***** EXTRACT PROVIDED
It's okay, Zaha, building is a tricky game: Starchitecture that has struggled to keep it together

When a huge piece of a starchitect-designed building comes crashing to the ground, the architectural world tends to notice. We are of course talking about the recent reaction to the 176-pound piece of concrete that fell off Zaha Hadid’s Library and Learning Centre at Vienna University of Economics and Business. Making matters worse for Hadid, this is the second time the building has shed a piece of its skin. But Zaha is not alone; shed(-ding) happens.

As we wait to hear what exactly happened in Vienna – an initial report suggests the issue stems from “defective installation” of the facade – we put together a list of some other starchitect buildings that  have, let’s say, lost a little bit of themselves.

First, let’s go back in time—back to 1970s Boston when Henry Cobb‘s Hancock Tower is straight-up dropping 500-pound glass panes (at least 65 of them) onto the city below like in some sort of horror movie where buildings have rejected their human creators. Terrifying stuff. In a Pulitzer Prize–winning story, the Boston Globe reported on what exactly caused the building’s window system to catastrophically fail:

Each panel was a sandwich: two layers of glass with an air space between, all held in a metal frame. To cut the glare and heat of the sun, a coat of reflective chromium was placed on the inside surface of the outside pane of glass. (This layer of chrome was what gave the building its mirror effect.) The window frame was bonded to the chrome with a lead solder. During the testing, it was noticed that when a window failed, the failure began when a tiny J-shaped crack appeared at the edge of an outside pane of glass. What was happening was this: The lead solder was bonding too well with the chrome—so well, so rigidly, that the joint couldn’t absorb any movement. But window glass always moves. It expands and contracts with changes in temperature, and it vibrates with the wind. So the solder would fatigue and crack. The crack would telegraph through to the glass, and the cycle of failure would begin.
**********
***** RECORD EXCERPTS
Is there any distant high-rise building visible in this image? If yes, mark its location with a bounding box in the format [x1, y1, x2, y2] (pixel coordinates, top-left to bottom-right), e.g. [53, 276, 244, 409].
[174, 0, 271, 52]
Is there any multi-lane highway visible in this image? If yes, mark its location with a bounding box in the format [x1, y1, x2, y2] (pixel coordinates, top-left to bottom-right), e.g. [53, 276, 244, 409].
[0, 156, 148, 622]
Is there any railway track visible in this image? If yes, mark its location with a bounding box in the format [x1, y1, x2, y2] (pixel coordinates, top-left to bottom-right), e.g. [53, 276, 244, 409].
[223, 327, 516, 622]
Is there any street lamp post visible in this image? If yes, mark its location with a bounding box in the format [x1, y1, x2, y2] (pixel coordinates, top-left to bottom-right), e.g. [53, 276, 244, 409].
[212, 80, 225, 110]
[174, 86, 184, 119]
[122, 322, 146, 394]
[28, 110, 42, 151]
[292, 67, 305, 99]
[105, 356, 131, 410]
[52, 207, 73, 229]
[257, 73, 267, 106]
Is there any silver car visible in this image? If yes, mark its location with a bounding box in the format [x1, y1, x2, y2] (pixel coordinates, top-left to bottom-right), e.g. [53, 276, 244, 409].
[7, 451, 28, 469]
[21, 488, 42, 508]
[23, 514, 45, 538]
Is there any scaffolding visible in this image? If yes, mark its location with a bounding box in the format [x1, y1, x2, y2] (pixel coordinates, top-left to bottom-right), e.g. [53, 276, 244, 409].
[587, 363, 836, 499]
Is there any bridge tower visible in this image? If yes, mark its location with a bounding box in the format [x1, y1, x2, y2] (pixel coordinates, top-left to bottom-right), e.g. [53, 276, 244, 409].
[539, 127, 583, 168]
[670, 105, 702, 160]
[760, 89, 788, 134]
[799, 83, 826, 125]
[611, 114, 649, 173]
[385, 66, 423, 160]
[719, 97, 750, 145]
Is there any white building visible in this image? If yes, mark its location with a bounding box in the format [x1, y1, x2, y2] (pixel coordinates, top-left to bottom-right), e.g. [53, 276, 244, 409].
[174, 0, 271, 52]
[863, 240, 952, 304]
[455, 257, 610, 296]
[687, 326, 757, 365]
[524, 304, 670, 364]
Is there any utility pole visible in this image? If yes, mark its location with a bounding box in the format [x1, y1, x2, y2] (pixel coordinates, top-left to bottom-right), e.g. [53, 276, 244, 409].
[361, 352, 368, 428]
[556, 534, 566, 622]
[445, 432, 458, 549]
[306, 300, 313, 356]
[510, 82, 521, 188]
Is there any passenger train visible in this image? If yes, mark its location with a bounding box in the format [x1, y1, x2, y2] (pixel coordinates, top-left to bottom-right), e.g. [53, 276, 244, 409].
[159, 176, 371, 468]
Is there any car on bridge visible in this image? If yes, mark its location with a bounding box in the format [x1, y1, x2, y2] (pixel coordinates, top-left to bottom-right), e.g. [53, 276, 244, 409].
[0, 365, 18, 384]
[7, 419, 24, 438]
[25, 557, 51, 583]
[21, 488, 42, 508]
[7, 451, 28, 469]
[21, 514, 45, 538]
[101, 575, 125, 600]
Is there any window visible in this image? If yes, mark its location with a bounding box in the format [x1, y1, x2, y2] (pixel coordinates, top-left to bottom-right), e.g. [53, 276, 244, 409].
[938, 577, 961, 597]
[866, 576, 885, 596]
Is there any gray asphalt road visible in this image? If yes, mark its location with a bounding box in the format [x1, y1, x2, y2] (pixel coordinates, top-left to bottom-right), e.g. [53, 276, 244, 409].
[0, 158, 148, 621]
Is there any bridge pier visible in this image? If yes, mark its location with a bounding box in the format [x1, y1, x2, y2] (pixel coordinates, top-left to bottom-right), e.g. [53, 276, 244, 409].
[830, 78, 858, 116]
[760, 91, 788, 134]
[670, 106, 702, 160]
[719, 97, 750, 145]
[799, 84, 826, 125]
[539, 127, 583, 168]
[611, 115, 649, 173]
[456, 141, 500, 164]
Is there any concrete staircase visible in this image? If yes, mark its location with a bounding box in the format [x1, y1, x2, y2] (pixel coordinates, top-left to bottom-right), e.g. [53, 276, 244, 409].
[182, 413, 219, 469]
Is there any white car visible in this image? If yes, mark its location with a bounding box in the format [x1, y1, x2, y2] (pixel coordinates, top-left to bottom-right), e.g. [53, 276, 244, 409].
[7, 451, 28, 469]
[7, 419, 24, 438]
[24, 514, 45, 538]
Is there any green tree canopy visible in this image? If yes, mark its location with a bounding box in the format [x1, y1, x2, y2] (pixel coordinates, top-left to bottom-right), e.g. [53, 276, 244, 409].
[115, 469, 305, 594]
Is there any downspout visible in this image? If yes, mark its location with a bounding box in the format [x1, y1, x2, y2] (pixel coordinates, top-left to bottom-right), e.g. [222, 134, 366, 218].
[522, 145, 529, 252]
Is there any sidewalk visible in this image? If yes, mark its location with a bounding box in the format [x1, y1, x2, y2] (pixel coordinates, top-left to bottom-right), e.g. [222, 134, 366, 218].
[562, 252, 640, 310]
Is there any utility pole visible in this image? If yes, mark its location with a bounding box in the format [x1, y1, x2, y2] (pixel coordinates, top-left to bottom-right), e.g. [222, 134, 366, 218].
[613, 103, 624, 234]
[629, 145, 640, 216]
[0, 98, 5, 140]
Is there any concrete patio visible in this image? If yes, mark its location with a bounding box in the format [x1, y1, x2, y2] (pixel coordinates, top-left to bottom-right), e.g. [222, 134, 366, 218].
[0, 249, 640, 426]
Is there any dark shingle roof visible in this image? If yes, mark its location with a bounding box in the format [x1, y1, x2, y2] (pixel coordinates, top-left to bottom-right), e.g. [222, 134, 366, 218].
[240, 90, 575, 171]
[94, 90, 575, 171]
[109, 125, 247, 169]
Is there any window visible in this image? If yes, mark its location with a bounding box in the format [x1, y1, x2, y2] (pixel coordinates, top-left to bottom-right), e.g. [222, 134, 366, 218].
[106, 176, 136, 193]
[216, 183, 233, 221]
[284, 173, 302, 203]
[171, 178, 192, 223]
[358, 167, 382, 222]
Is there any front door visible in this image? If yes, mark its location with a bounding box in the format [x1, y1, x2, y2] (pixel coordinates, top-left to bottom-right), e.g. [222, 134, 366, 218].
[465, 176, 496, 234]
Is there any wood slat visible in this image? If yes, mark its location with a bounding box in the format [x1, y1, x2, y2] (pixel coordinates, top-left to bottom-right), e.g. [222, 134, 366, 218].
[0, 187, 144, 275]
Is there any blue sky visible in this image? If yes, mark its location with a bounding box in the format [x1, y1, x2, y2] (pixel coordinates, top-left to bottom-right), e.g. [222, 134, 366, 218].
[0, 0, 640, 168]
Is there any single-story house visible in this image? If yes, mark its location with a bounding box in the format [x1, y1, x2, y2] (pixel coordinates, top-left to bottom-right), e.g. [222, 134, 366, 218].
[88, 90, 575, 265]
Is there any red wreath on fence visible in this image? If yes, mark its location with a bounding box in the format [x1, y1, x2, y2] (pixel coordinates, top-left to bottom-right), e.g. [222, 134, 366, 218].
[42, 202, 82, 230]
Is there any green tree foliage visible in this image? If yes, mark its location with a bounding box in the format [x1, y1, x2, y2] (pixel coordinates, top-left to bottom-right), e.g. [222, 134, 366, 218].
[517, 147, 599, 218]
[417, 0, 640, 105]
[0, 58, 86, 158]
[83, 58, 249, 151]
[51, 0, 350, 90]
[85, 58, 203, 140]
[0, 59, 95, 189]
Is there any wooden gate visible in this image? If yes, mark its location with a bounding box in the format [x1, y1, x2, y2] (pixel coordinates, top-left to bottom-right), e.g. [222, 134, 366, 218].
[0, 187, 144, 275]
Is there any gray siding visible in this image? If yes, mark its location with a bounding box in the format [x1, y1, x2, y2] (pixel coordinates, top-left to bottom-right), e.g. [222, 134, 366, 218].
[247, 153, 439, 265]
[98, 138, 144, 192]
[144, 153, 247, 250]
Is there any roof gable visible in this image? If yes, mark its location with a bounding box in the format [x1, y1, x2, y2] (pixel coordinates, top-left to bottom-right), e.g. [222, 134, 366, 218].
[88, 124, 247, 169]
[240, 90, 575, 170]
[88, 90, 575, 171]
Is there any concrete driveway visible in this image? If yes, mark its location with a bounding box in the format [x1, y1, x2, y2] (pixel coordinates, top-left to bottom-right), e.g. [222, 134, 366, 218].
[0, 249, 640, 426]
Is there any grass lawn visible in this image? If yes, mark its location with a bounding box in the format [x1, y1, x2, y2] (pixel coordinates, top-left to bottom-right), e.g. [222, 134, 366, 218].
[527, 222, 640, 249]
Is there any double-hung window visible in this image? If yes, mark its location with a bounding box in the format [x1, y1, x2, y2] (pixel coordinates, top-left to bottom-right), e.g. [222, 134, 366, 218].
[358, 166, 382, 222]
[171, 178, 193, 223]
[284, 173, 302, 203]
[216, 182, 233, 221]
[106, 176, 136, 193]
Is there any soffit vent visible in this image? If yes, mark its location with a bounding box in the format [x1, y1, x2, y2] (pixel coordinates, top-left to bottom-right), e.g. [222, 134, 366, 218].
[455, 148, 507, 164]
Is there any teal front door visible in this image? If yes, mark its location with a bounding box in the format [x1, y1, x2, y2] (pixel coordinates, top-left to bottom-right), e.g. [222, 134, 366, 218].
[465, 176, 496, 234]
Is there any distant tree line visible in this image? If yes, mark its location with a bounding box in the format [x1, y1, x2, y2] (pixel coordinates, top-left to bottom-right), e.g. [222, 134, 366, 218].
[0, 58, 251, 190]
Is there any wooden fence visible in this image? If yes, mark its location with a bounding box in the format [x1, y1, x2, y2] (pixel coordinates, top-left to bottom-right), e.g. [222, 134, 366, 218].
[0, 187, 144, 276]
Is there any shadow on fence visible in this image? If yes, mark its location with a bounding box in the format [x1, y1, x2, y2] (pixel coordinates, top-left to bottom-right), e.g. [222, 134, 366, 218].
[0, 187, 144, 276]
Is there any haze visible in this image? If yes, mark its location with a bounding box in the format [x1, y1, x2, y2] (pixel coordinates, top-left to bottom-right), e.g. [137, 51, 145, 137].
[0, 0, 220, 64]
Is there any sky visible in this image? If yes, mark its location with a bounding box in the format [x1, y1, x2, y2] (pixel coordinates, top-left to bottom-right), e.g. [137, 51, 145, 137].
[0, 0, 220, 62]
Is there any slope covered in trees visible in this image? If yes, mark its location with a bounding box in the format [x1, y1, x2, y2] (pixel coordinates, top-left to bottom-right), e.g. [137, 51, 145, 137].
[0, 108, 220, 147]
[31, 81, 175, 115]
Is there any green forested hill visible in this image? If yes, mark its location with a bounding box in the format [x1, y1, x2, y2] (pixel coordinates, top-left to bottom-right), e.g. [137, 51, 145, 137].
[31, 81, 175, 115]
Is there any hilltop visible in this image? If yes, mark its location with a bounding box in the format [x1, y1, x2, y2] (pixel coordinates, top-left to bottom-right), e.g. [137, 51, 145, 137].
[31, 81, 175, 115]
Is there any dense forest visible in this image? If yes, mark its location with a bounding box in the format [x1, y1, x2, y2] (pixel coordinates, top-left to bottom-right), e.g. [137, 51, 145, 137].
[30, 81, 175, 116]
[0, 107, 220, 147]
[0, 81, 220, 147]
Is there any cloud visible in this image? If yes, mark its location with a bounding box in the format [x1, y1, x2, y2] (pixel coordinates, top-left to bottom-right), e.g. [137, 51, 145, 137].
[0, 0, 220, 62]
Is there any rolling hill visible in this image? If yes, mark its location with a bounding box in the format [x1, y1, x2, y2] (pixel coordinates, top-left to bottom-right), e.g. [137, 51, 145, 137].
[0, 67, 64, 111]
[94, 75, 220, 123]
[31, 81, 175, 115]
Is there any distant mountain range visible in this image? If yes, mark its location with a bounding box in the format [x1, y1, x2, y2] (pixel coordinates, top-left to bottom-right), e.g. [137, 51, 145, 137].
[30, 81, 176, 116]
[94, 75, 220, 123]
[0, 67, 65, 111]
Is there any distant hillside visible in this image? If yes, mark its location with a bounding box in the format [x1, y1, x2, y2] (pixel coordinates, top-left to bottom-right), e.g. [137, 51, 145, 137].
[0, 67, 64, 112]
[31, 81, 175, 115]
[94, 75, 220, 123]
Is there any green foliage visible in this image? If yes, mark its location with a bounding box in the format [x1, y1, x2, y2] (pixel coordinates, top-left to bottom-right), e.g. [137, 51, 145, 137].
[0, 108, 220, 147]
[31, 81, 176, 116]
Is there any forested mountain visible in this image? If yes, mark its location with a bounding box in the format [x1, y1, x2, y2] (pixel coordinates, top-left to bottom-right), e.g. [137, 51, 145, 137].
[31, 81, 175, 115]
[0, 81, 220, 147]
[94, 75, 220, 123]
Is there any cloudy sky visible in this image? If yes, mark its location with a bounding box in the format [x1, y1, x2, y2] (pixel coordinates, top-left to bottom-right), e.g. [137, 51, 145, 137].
**********
_GOALS_.
1. In the article on starchitect buildings that have lost pieces, how much did the concrete piece that fell off the Vienna library weigh?
2. Pick up the article on starchitect buildings that have lost pieces of themselves and carry it on from its last sentence.

_TASK-BY-TASK RESULTS_.
1. 176 pounds.

2.
Next we turn to Santiago Calatrava–the Spanish architect with a penchant for creating soaring buildings that are often accompanied by soaring budgets; for more on that, just Google Santiago Calatrava. Great. But right now let’s focus on his Queen Sofía Palace of the Arts that opened in Valencia in 2005. The structure, which CityLab perfectly described as a mix between a bird’s skull and a stormtrooper’s helmet, had to be repaired because pieces of its tile mosaic facade were blowing off in high winds.

And then just last year in London, two steel bolts the size of human arms dislodged from Richard Rogers‘ Leadenhall Building, which is better known as the “Cheesegrater.” Thankfully, nobody was injured from the incident. But that’s not the end of the Cheesegrater bolt story. As recently as last week, it was reported that a third bolt had fractured on the building. British Land, a developer of the building, said in a statement that the broken piece was “captured by precautionary tethering put in place last year.” That’s good. After some tests, it was concluded that “bolts had fractured due to a material failure mechanism called Hydrogen Embrittlement.” Many bolts are now being replaced, but the developer insists there is, “no adverse effect on the structural integrity of the building.”

Now, let’s head back stateside to Chicago. Do you remember that time the glass coating on the Willis Tower’s observation deck cracked? If you were the tourists standing on the SOM-designed attraction 1,353 feet above the city you probably do. Sure, while everyone was fine and nothing was structurally wrong, just imagine being the people up there when that happened—just imagine that.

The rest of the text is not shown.